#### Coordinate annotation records

======

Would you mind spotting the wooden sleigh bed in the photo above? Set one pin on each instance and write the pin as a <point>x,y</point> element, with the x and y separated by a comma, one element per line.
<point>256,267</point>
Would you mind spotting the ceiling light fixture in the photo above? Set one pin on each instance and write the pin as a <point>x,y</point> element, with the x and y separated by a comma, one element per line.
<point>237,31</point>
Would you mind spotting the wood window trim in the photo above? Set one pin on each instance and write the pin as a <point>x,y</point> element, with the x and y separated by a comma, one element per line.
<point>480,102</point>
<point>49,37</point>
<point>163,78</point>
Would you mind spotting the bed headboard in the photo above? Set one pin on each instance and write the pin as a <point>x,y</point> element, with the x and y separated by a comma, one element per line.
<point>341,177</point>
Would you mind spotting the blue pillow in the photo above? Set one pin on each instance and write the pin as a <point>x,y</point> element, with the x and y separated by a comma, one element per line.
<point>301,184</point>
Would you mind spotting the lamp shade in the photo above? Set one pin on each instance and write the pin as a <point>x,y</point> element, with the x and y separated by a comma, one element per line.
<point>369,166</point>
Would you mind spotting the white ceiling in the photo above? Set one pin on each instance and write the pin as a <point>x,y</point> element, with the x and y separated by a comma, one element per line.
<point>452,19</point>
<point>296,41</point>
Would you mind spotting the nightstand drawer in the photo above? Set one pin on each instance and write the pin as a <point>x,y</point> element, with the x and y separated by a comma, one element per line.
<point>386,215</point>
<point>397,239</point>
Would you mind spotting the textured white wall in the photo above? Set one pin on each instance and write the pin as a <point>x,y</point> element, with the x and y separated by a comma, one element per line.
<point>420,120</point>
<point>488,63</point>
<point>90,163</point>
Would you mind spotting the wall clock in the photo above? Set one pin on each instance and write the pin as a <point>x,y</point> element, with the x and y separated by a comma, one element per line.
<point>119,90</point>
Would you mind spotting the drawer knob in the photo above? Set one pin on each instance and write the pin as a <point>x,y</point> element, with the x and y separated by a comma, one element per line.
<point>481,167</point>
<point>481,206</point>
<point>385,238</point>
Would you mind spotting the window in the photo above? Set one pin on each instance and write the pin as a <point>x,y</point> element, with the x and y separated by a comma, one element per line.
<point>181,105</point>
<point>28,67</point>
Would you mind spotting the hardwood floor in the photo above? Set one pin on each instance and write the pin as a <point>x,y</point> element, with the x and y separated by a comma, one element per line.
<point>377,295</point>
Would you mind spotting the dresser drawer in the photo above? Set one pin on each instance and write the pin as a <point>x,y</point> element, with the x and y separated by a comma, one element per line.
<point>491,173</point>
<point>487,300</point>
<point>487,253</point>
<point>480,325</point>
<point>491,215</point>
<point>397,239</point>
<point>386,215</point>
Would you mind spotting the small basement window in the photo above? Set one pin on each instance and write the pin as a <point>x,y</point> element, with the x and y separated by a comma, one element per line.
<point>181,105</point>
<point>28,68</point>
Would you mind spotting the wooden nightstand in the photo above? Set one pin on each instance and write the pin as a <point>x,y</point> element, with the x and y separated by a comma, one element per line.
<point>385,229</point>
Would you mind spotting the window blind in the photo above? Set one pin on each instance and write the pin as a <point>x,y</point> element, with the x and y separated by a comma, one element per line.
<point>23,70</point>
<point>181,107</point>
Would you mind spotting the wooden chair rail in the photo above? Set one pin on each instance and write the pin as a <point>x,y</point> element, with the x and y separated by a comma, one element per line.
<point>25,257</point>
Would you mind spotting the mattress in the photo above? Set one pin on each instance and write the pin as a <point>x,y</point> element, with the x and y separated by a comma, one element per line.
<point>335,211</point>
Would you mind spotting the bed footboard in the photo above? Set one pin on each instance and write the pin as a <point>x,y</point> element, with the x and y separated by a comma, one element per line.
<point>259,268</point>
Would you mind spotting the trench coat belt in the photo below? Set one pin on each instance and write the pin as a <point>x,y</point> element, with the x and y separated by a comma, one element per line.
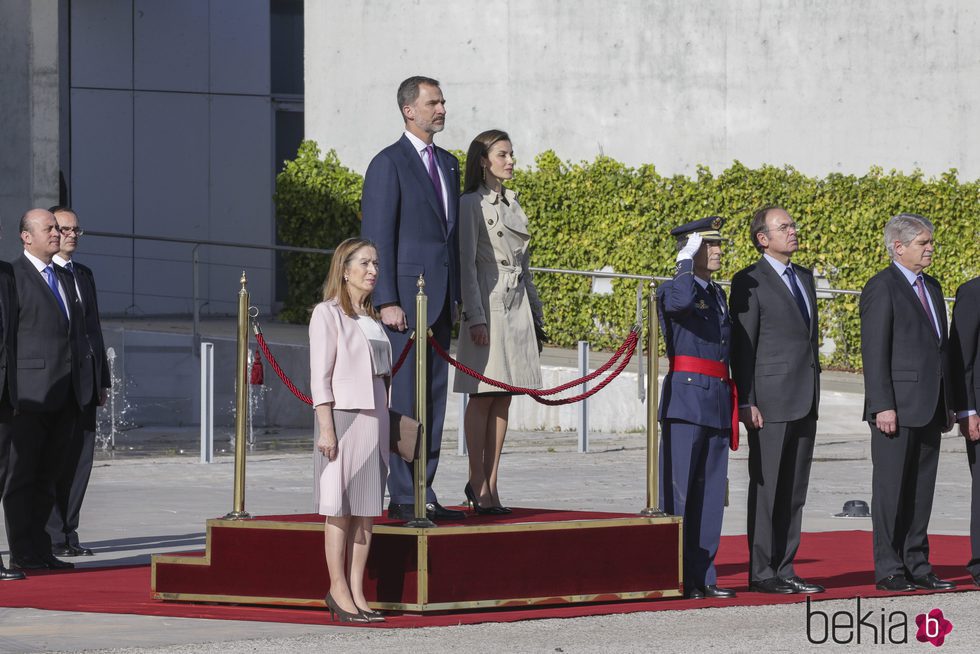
<point>718,370</point>
<point>512,278</point>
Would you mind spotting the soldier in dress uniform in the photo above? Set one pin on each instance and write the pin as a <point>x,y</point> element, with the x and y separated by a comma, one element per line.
<point>696,410</point>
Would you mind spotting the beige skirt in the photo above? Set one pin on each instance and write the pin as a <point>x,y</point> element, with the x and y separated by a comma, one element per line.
<point>354,482</point>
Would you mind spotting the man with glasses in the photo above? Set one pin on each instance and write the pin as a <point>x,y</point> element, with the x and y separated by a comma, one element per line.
<point>776,368</point>
<point>907,402</point>
<point>71,486</point>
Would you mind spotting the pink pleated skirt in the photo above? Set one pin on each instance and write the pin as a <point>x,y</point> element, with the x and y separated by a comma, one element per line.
<point>354,482</point>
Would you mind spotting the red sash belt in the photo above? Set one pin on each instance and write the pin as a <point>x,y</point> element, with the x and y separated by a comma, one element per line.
<point>718,370</point>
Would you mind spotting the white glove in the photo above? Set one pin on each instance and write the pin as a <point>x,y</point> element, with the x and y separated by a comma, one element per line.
<point>691,247</point>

======

Rewrite the data starting at the line containing "Would you mind spotting the bed headboard" and ending at the line containing "<point>90,163</point>", keeping every request line unchanged. Multiply each coordinate in the answers by 0.25 and round to whole numbers, with halves rounded up.

Would you mind spotting the bed headboard in the photo above? Set one pin on each instance and write the pin as a <point>x,y</point> element, with the x and y separated by a comma, one element per line.
<point>85,44</point>
Would you mind spotting the blue pillow in the photo above? Set one pin on each instance and write the pin as a <point>x,y</point> element, with the x and y separated by a comma, one element per line.
<point>75,46</point>
Would you mind spotting the lamp shade in the photo above? Set one pin on each instance and write the pin as a <point>x,y</point> element, with the x and y separated by a comma, one element per line.
<point>92,42</point>
Would you mind spotting the white ceiling in the photo above? Set one pin on each instance and write the pin as a <point>x,y</point> element, with the x and y separated by a comma, one element per line.
<point>113,5</point>
<point>74,10</point>
Would you mind spotting the nightstand drawer in the photo above? Set one pin on each instance and write the pin as a <point>x,y</point> element, with the x and y separated by a comma, one element per line.
<point>97,54</point>
<point>99,60</point>
Would you mind spotting the textured white wall in the photo above? Set one pin on each instance and write the pin as a <point>x,y</point> element, with the x and y separated by a comma, one element per line.
<point>105,30</point>
<point>122,16</point>
<point>23,41</point>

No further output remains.